'Did everything to save Lanka': Rajapaksa says in resignation letter
On Saturday, Sri Lankan parliamentarians began selecting a new president to serve the remainder of the term left vacant by Gotabaya Rajapaksa. In his resignation letter, Rajapaksa claimed that he had done everything to save Lanka before fleeing following protests over the nation's economic collapse. People were enraged by months of food and gasoline shortages as well as crippling power outages.
- Sri Lanka has been facing record inflation and severe shortages of food, fuel, and other essentials.
- It is struggling to service its $51 billion foreign debt due to a lack of foreign exchange with the COVID-19 pandemic jeopardizing its lucrative tourism revenue.
- Rajapaksa was forced to flee the country and tender his resignation amid civil unrest, with protesters storming his residence and destroying property.
Rajapaksa stated in his resignation letter, which was read aloud in the Parliament on Saturday, that he "took all possible steps to address" the issue in his country. "It is my personal belief that I took all possible steps to address this crisis, including inviting parliamentarians to form an all-party or unity government," the resignation letter read.
Following Rajapaksa's resignation, a small group of protesters celebrated his ouster. A happy crowd handed out sweets, danced together, and waved the national flag at the seafront boulevard where protesters had been camping for months, demanding Rajapaksa's resignation for bringing the nation to its knees.
Rajapaksa reportedly flew to Singapore from the Maldives on board a Saudi Airlines flight on Thursday evening. The Daily Mirror reported that Rajapaksa and his wife would travel further to West Asia later. After a sea of protesters stormed Rajapaksa's presidential palace on Saturday, he went into hiding before fleeing to the Maldives on Wednesday. Subsequently, PM Ranil Wickremesinghe was appointed the interim president.

====

• [Your goal]:
Please write out the article about Rajapaksa's resignation letter word for word, from the headline to the final sentence.

Data entries:
====

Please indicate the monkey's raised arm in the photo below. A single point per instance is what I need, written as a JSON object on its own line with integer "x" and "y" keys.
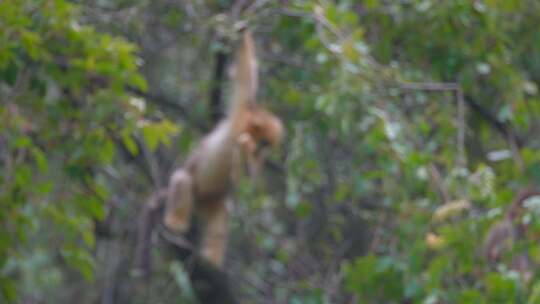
{"x": 245, "y": 76}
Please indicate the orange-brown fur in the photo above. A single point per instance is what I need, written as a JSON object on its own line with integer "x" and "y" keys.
{"x": 206, "y": 179}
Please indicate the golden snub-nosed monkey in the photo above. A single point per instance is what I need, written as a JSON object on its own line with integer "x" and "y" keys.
{"x": 206, "y": 179}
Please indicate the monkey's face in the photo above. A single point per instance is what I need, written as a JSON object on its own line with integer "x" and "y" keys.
{"x": 265, "y": 127}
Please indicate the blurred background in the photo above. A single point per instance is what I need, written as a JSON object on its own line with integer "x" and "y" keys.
{"x": 412, "y": 144}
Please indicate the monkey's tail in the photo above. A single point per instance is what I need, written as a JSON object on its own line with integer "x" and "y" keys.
{"x": 245, "y": 78}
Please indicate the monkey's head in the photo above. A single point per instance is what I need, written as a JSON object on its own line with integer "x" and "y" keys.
{"x": 264, "y": 127}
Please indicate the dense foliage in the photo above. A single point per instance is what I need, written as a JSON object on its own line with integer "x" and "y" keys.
{"x": 411, "y": 126}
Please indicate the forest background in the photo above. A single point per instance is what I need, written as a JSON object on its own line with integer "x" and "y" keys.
{"x": 411, "y": 127}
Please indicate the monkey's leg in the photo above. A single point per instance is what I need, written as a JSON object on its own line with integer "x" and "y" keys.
{"x": 214, "y": 240}
{"x": 179, "y": 201}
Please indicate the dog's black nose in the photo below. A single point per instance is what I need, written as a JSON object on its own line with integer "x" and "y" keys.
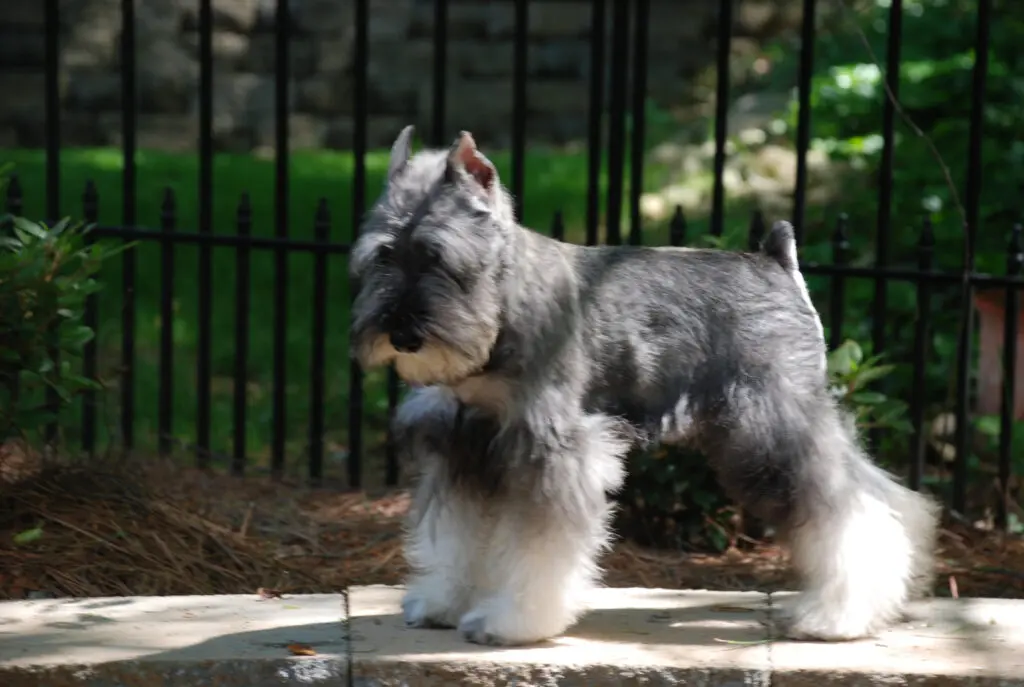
{"x": 406, "y": 342}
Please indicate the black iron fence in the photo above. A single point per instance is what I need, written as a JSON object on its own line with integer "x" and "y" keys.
{"x": 623, "y": 55}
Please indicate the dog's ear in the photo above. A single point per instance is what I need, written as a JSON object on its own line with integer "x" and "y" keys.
{"x": 400, "y": 152}
{"x": 463, "y": 156}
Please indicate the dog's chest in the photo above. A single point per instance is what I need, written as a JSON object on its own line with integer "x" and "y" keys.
{"x": 486, "y": 392}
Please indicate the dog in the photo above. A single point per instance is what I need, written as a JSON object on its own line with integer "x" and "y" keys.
{"x": 536, "y": 366}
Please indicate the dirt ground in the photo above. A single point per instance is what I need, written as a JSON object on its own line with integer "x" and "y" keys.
{"x": 180, "y": 530}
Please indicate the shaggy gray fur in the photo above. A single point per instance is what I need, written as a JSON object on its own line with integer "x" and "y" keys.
{"x": 540, "y": 346}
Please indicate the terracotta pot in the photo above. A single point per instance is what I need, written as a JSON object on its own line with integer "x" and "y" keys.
{"x": 991, "y": 313}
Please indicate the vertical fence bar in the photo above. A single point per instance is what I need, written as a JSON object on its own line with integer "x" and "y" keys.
{"x": 837, "y": 300}
{"x": 244, "y": 221}
{"x": 14, "y": 197}
{"x": 128, "y": 98}
{"x": 973, "y": 201}
{"x": 322, "y": 233}
{"x": 804, "y": 116}
{"x": 281, "y": 75}
{"x": 13, "y": 203}
{"x": 361, "y": 58}
{"x": 52, "y": 114}
{"x": 90, "y": 213}
{"x": 1015, "y": 265}
{"x": 926, "y": 256}
{"x": 883, "y": 222}
{"x": 677, "y": 227}
{"x": 519, "y": 76}
{"x": 724, "y": 48}
{"x": 595, "y": 119}
{"x": 884, "y": 218}
{"x": 616, "y": 117}
{"x": 757, "y": 230}
{"x": 440, "y": 71}
{"x": 639, "y": 116}
{"x": 168, "y": 222}
{"x": 205, "y": 227}
{"x": 52, "y": 94}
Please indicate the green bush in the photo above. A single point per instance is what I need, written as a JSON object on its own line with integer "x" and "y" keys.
{"x": 672, "y": 498}
{"x": 46, "y": 274}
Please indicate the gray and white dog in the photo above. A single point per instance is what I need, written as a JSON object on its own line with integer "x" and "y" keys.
{"x": 538, "y": 365}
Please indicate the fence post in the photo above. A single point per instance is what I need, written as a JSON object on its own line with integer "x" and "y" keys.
{"x": 837, "y": 302}
{"x": 243, "y": 220}
{"x": 90, "y": 212}
{"x": 168, "y": 222}
{"x": 926, "y": 254}
{"x": 322, "y": 233}
{"x": 1015, "y": 265}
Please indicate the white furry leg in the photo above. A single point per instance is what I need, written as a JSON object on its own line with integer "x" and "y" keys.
{"x": 856, "y": 564}
{"x": 540, "y": 575}
{"x": 863, "y": 559}
{"x": 442, "y": 547}
{"x": 544, "y": 547}
{"x": 443, "y": 532}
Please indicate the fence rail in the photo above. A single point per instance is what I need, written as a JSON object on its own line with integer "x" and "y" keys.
{"x": 623, "y": 55}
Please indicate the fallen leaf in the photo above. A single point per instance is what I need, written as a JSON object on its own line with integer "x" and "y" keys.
{"x": 728, "y": 608}
{"x": 29, "y": 535}
{"x": 301, "y": 650}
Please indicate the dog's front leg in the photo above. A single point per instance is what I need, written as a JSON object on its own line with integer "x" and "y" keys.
{"x": 446, "y": 526}
{"x": 549, "y": 527}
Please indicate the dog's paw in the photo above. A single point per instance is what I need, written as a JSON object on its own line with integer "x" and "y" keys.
{"x": 417, "y": 614}
{"x": 473, "y": 628}
{"x": 820, "y": 628}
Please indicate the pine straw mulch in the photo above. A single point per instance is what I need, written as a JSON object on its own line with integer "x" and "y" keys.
{"x": 175, "y": 530}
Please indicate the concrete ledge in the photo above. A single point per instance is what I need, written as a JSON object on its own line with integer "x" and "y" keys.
{"x": 631, "y": 637}
{"x": 229, "y": 641}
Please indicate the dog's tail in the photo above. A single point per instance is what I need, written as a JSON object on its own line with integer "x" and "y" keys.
{"x": 780, "y": 245}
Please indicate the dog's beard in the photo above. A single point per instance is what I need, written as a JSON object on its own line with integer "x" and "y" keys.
{"x": 434, "y": 363}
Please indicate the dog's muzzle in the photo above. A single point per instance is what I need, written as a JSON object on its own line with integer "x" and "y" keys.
{"x": 406, "y": 341}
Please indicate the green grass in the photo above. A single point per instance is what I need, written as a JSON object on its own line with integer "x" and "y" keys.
{"x": 554, "y": 181}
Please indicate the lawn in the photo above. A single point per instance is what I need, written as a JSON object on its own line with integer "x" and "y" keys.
{"x": 554, "y": 181}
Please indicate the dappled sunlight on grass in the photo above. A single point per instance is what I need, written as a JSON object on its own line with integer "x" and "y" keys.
{"x": 554, "y": 181}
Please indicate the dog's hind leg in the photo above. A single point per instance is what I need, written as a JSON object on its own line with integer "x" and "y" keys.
{"x": 860, "y": 542}
{"x": 542, "y": 559}
{"x": 444, "y": 530}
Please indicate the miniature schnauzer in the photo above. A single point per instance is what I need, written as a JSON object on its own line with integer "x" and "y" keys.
{"x": 538, "y": 365}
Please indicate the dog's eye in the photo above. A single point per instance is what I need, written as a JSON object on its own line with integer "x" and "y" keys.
{"x": 431, "y": 256}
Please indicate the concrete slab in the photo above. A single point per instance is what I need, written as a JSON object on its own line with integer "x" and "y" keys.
{"x": 139, "y": 641}
{"x": 977, "y": 642}
{"x": 631, "y": 637}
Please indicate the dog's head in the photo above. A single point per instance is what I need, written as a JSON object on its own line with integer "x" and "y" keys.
{"x": 429, "y": 263}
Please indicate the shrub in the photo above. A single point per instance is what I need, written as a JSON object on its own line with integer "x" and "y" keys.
{"x": 46, "y": 275}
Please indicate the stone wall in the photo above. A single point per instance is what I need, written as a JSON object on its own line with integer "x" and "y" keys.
{"x": 479, "y": 74}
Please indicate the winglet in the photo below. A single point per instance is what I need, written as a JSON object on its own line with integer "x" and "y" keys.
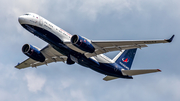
{"x": 170, "y": 40}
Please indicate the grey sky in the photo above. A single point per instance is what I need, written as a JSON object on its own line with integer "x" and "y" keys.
{"x": 96, "y": 20}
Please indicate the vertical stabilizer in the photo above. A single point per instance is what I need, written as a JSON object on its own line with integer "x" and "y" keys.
{"x": 125, "y": 58}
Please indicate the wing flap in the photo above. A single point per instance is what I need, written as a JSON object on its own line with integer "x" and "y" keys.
{"x": 138, "y": 72}
{"x": 107, "y": 78}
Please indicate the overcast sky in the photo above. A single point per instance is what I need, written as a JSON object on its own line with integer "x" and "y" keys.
{"x": 96, "y": 20}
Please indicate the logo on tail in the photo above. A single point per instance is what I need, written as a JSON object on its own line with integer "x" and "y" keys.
{"x": 126, "y": 60}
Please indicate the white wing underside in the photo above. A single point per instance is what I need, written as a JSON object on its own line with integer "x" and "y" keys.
{"x": 50, "y": 54}
{"x": 101, "y": 47}
{"x": 108, "y": 46}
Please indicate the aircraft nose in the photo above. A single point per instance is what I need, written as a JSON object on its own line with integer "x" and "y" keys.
{"x": 21, "y": 19}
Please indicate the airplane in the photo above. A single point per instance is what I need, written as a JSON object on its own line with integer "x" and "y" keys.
{"x": 71, "y": 49}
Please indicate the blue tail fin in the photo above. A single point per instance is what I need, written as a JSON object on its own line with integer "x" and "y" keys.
{"x": 126, "y": 58}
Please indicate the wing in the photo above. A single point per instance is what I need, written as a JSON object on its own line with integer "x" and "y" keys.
{"x": 50, "y": 54}
{"x": 108, "y": 46}
{"x": 138, "y": 72}
{"x": 107, "y": 78}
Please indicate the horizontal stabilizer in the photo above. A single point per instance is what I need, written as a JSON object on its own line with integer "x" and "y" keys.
{"x": 107, "y": 78}
{"x": 138, "y": 72}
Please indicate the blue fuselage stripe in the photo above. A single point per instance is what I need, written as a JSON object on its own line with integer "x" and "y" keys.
{"x": 111, "y": 69}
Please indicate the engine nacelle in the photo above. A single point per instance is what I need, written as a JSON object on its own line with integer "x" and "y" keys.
{"x": 33, "y": 53}
{"x": 82, "y": 43}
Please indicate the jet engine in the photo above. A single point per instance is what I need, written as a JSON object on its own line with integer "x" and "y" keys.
{"x": 82, "y": 43}
{"x": 33, "y": 53}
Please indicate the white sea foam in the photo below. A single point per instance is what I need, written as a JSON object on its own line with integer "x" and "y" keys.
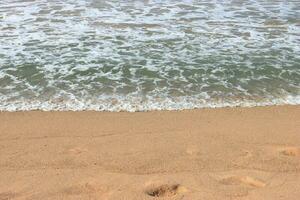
{"x": 148, "y": 55}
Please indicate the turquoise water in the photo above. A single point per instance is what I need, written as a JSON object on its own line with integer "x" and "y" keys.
{"x": 148, "y": 55}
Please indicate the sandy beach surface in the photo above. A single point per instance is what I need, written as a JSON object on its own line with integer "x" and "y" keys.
{"x": 205, "y": 154}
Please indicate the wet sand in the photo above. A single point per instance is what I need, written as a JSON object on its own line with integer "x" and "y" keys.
{"x": 231, "y": 153}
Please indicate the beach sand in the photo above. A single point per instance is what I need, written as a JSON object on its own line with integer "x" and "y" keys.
{"x": 211, "y": 154}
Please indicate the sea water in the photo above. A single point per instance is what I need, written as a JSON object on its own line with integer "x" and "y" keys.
{"x": 148, "y": 54}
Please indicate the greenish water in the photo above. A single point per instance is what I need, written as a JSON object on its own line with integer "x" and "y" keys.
{"x": 148, "y": 55}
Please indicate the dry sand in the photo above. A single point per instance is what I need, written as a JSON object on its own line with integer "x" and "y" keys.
{"x": 210, "y": 154}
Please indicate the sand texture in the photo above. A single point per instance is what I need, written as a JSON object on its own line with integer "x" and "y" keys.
{"x": 206, "y": 154}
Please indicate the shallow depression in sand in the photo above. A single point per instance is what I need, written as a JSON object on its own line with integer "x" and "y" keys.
{"x": 166, "y": 190}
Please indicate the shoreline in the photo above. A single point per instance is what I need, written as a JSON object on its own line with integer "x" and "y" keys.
{"x": 207, "y": 153}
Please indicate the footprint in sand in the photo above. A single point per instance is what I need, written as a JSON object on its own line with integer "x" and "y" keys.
{"x": 166, "y": 190}
{"x": 243, "y": 180}
{"x": 289, "y": 151}
{"x": 77, "y": 150}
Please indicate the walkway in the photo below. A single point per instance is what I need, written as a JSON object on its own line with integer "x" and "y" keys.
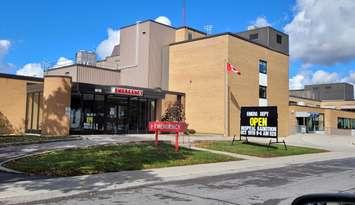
{"x": 25, "y": 189}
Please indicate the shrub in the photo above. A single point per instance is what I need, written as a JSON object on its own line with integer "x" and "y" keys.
{"x": 174, "y": 113}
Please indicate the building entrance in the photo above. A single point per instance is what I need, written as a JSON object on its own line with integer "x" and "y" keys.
{"x": 110, "y": 114}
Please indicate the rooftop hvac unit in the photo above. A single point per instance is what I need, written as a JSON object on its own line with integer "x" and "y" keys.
{"x": 86, "y": 58}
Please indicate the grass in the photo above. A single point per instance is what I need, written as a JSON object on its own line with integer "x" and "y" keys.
{"x": 255, "y": 149}
{"x": 113, "y": 158}
{"x": 27, "y": 139}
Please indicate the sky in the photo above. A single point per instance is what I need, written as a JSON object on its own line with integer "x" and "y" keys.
{"x": 41, "y": 33}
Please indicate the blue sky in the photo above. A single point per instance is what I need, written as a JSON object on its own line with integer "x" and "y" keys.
{"x": 44, "y": 30}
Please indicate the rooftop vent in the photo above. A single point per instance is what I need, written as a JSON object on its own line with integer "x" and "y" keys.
{"x": 86, "y": 58}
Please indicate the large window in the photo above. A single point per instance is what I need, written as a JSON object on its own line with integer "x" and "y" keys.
{"x": 262, "y": 92}
{"x": 278, "y": 38}
{"x": 34, "y": 105}
{"x": 262, "y": 66}
{"x": 346, "y": 123}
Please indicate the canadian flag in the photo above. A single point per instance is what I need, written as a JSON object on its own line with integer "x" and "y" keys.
{"x": 233, "y": 69}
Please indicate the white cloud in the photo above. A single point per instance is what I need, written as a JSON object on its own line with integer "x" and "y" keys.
{"x": 5, "y": 46}
{"x": 259, "y": 22}
{"x": 307, "y": 77}
{"x": 62, "y": 61}
{"x": 105, "y": 48}
{"x": 163, "y": 20}
{"x": 322, "y": 31}
{"x": 31, "y": 69}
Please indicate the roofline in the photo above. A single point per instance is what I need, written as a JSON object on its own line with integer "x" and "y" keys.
{"x": 229, "y": 34}
{"x": 322, "y": 108}
{"x": 192, "y": 29}
{"x": 20, "y": 77}
{"x": 297, "y": 90}
{"x": 133, "y": 87}
{"x": 172, "y": 27}
{"x": 305, "y": 98}
{"x": 337, "y": 83}
{"x": 90, "y": 66}
{"x": 145, "y": 21}
{"x": 259, "y": 28}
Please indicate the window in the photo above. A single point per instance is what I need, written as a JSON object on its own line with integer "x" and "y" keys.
{"x": 278, "y": 38}
{"x": 254, "y": 36}
{"x": 262, "y": 66}
{"x": 346, "y": 123}
{"x": 262, "y": 92}
{"x": 189, "y": 36}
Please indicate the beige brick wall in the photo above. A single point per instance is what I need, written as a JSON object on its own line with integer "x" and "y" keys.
{"x": 197, "y": 69}
{"x": 12, "y": 105}
{"x": 56, "y": 96}
{"x": 305, "y": 102}
{"x": 244, "y": 88}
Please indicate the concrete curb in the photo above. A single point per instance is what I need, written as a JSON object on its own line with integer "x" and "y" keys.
{"x": 40, "y": 142}
{"x": 240, "y": 156}
{"x": 15, "y": 194}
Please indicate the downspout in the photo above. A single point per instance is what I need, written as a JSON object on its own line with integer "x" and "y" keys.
{"x": 137, "y": 50}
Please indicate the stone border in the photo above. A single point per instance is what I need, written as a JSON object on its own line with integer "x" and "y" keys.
{"x": 5, "y": 169}
{"x": 41, "y": 142}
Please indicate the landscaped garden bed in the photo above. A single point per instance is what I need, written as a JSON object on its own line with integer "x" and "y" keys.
{"x": 112, "y": 158}
{"x": 8, "y": 140}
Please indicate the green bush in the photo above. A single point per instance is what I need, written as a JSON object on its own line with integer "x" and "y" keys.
{"x": 190, "y": 132}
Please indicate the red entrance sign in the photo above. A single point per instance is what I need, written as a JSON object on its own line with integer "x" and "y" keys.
{"x": 126, "y": 91}
{"x": 167, "y": 127}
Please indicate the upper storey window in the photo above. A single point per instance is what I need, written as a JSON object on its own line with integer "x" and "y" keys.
{"x": 254, "y": 36}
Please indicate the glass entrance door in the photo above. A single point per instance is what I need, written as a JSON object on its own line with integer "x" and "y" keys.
{"x": 116, "y": 115}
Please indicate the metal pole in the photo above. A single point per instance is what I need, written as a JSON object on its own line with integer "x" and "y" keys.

====

• [Your solution]:
'Did everything to save Lanka': Rajapaksa says in resignation letter
On Saturday, Sri Lankan parliamentarians began selecting a new president to serve the remainder of the term left vacant by Gotabaya Rajapaksa. In his resignation letter, Rajapaksa claimed that he had done everything to save Lanka before fleeing following protests over the nation's economic collapse. People were enraged by months of food and gasoline shortages as well as crippling power outages.
- Sri Lanka has been facing record inflation and severe shortages of food, fuel, and other essentials.
- It is struggling to service its $51 billion foreign debt due to a lack of foreign exchange with the COVID-19 pandemic jeopardizing its lucrative tourism revenue.
- Rajapaksa was forced to flee the country and tender his resignation amid civil unrest, with protesters storming his residence and destroying property.
Rajapaksa stated in his resignation letter, which was read aloud in the Parliament on Saturday, that he "took all possible steps to address" the issue in his country. "It is my personal belief that I took all possible steps to address this crisis, including inviting parliamentarians to form an all-party or unity government," the resignation letter read.
Following Rajapaksa's resignation, a small group of protesters celebrated his ouster. A happy crowd handed out sweets, danced together, and waved the national flag at the seafront boulevard where protesters had been camping for months, demanding Rajapaksa's resignation for bringing the nation to its knees.
Rajapaksa reportedly flew to Singapore from the Maldives on board a Saudi Airlines flight on Thursday evening. The Daily Mirror reported that Rajapaksa and his wife would travel further to West Asia later. After a sea of protesters stormed Rajapaksa's presidential palace on Saturday, he went into hiding before fleeing to the Maldives on Wednesday. Subsequently, PM Ranil Wickremesinghe was appointed the interim president.